| Selected text |
——————————

Of course that leaves open the question of how Margaret plans to dispose of her own capacity of Official Cerebus Archivist which, it seems to me, is a short-term proposition relatively speaking and that technological advances will make the maintenance of the Internet Archive a far less time-consuming proposition in the future than it is today. But, I do hope that the Newsgroup can discuss the subject and provide me with recommendations based on whatever computer expertise is needed to be brought to bear.
3. The Intellectual Property
As most of you are aware, Ger and I have agreed in our Shareholder Agreement that Cerebus will enter the public domain as an intellectual property after we are both dead. It is genuinely unclear what this will mean in the near term. On the one hand, it’s not hard to imagine a lot of third and fourth rate animation being done just because the material is in the public domain. On the other hand it’s not hard to imagine the public domain aspect serving as a “poison pill” since it will be impossible for any individual corporation to profit exclusively from a Cerebus movie, DVD or television show and (perhaps more to the point) no way for them to prohibit others from profiting if they have even a minor success. It is my best guess that the key role of the Cerebus Newsgroup, at that point, will be to draw sharp distinctions between whatever is being flogged AS Cerebus and the actuality OF Cerebus. Which, again, will be a unique circumstance in popular culture, that there would exist a “spin entity” which would be able to swing into action at the advent of a really bad Cerebus knock-off in order to preserve the integrity of the source material—for obvious reasons Marvel Comics couldn’t do so when the atrocious Howard the Duck film came out, with the result that the franchise and the intellectual property were effectively destroyed. It is hoped that this also would serve as a “poison pill” that there would already exist an entity dedicated to the preservation of Cerebus which would have no stake in pretending the Hollywood Emperor has any clothes on if what they see is a clearly naked creative failure.
It must be emphasized that at my death, all of the tangible and intangible Cerebus assets attached to the intellectual property pass to Gerhard to do with as he sees fit. I hope that he will maintain the status quo, but it will be his decision alone whether he chooses to do so or to do otherwise. It is only at the passing of us both that the intellectual property enters the public domain. It belongs to both of us. When one of us dies, it belongs to the other, exclusively. When both of us are dead it enters the public domain.

——————————

| Provided data |
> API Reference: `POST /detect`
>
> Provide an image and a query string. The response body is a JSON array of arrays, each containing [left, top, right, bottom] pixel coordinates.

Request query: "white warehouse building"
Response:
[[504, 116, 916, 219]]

——————————

| Exercise description |
Write out the Cerebus passage word for word, everything from "Of course that" down to "brought to bear.". These entries have no connection to the Cerebus passage.

| Worked answer |
Of course that leaves open the question of how Margaret plans to dispose of her own capacity of Official Cerebus Archivist which, it seems to me, is a short-term proposition relatively speaking and that technological advances will make the maintenance of the Internet Archive a far less time-consuming proposition in the future than it is today. But, I do hope that the Newsgroup can discuss the subject and provide me with recommendations based on whatever computer expertise is needed to be brought to bear.